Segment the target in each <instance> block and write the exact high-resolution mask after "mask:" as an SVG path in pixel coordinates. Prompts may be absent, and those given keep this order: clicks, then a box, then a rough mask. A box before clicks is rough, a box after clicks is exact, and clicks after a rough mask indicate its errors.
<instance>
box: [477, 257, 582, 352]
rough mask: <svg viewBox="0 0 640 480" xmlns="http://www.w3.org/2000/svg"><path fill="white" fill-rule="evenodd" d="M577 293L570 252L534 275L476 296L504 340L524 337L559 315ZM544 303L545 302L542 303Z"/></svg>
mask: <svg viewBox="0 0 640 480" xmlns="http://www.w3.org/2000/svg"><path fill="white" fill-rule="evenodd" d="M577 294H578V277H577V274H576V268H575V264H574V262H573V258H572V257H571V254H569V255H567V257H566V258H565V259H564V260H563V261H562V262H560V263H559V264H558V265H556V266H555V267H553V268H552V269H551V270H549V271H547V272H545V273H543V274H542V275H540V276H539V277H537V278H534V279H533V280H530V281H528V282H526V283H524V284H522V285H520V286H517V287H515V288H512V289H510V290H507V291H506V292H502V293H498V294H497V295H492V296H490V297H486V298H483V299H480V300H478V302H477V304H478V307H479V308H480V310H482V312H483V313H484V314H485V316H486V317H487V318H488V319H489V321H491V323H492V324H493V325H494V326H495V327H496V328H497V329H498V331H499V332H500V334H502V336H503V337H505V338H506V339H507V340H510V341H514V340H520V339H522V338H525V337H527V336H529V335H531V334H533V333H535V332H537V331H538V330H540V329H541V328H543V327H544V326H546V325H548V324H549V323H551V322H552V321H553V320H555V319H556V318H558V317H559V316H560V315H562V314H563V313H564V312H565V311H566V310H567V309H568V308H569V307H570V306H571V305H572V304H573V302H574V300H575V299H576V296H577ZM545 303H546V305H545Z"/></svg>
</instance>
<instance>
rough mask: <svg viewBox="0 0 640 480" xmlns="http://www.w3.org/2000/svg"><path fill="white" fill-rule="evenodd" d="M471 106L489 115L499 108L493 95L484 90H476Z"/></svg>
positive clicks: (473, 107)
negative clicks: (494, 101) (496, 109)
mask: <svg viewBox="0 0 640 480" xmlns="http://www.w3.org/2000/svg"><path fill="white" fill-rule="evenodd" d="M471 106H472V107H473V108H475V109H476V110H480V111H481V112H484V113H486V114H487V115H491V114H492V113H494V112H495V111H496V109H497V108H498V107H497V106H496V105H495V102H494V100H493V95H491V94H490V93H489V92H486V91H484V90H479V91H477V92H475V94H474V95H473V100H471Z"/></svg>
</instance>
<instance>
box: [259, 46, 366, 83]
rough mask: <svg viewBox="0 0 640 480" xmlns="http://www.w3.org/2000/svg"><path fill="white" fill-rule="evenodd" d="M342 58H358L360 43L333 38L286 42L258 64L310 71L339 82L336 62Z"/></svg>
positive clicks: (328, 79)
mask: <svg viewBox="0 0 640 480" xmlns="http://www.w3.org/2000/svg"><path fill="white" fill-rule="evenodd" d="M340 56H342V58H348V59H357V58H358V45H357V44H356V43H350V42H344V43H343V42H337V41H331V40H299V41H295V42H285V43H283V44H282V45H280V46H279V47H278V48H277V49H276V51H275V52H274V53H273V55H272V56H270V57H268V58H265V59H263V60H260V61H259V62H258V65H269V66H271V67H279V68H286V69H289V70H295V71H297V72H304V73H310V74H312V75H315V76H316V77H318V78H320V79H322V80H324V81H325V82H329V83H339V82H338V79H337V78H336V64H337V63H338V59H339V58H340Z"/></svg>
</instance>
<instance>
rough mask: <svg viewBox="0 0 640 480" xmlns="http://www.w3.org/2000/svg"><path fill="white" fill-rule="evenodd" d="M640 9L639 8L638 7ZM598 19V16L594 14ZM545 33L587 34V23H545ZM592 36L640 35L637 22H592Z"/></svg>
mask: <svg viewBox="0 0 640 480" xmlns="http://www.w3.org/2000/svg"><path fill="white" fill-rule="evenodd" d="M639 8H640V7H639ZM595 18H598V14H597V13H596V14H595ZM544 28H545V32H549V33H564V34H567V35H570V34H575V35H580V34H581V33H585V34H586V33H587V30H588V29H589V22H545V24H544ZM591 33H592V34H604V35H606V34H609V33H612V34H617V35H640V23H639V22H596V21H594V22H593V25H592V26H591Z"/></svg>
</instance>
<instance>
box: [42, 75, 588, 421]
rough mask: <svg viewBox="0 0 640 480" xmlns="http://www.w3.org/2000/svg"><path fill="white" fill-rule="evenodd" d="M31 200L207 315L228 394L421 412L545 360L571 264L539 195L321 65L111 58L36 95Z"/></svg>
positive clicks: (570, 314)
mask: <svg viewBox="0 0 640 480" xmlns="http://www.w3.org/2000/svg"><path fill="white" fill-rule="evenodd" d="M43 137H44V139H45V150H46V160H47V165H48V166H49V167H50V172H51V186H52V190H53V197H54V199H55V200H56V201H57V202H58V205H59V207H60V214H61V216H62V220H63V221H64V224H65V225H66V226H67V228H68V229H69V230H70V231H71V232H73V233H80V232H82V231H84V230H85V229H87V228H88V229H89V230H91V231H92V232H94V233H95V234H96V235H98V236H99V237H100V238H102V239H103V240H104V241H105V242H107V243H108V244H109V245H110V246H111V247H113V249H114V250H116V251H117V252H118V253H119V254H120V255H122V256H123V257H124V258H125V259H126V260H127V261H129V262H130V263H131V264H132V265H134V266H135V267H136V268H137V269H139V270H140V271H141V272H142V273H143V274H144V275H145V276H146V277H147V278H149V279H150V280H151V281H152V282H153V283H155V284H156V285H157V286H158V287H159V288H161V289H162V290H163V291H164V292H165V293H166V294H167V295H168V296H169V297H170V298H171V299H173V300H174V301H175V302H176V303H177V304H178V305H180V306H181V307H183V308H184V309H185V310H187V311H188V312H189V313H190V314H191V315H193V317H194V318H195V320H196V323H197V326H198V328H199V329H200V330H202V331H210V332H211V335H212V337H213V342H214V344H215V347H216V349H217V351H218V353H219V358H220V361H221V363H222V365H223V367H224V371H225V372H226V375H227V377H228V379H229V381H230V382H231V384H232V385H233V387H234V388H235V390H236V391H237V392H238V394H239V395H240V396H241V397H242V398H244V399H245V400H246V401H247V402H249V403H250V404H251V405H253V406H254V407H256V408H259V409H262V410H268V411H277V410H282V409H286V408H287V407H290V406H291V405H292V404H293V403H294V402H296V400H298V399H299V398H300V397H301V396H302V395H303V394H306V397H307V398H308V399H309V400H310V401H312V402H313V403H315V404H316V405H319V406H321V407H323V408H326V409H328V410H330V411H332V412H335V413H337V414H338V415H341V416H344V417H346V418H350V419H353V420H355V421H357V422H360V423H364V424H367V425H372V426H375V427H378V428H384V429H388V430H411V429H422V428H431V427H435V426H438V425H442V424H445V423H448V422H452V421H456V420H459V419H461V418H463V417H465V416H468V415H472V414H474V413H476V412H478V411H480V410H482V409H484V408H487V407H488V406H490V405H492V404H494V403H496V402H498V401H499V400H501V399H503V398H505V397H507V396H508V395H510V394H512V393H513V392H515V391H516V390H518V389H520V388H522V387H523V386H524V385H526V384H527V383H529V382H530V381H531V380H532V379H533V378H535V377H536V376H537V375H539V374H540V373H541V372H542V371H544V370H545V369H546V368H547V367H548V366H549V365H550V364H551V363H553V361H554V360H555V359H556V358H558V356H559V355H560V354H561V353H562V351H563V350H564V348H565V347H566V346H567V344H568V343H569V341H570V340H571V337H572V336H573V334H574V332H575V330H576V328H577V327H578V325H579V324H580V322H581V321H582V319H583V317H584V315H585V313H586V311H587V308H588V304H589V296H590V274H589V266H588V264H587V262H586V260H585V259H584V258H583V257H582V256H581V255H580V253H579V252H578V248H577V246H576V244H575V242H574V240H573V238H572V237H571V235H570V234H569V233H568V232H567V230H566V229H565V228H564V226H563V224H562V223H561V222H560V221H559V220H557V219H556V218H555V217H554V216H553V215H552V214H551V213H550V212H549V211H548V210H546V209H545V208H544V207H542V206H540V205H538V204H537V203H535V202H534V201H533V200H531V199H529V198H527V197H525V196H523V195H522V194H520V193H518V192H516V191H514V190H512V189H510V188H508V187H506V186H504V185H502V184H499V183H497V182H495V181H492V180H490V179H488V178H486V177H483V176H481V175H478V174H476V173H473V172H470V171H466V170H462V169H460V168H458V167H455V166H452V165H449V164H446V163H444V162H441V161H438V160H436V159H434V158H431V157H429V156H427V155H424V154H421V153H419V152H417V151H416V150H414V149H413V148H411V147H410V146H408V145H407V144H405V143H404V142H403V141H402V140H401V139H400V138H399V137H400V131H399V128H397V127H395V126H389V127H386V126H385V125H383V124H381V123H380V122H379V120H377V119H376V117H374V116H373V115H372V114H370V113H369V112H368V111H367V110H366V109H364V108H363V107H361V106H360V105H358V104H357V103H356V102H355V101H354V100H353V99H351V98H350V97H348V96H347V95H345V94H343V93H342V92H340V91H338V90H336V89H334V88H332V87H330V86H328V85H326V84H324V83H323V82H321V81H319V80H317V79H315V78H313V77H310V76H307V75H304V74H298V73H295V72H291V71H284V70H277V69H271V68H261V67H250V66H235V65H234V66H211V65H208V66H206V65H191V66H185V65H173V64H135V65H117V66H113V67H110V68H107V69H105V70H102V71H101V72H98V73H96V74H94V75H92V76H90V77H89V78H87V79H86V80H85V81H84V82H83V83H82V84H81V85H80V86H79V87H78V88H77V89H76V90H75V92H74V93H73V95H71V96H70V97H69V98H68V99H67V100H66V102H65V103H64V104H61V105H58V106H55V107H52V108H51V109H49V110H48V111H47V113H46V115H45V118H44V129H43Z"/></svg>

— What the exercise asks —
Out of the data above, give again only the lines starting at the one holding "box: [42, 75, 588, 421]" and ending at the one holding "200L207 315L228 394L421", unchanged.

— Response to this exercise —
box: [42, 75, 588, 421]
rough mask: <svg viewBox="0 0 640 480" xmlns="http://www.w3.org/2000/svg"><path fill="white" fill-rule="evenodd" d="M31 200L207 315L228 394L421 412L545 360L571 264L539 195L321 65L111 58L36 95Z"/></svg>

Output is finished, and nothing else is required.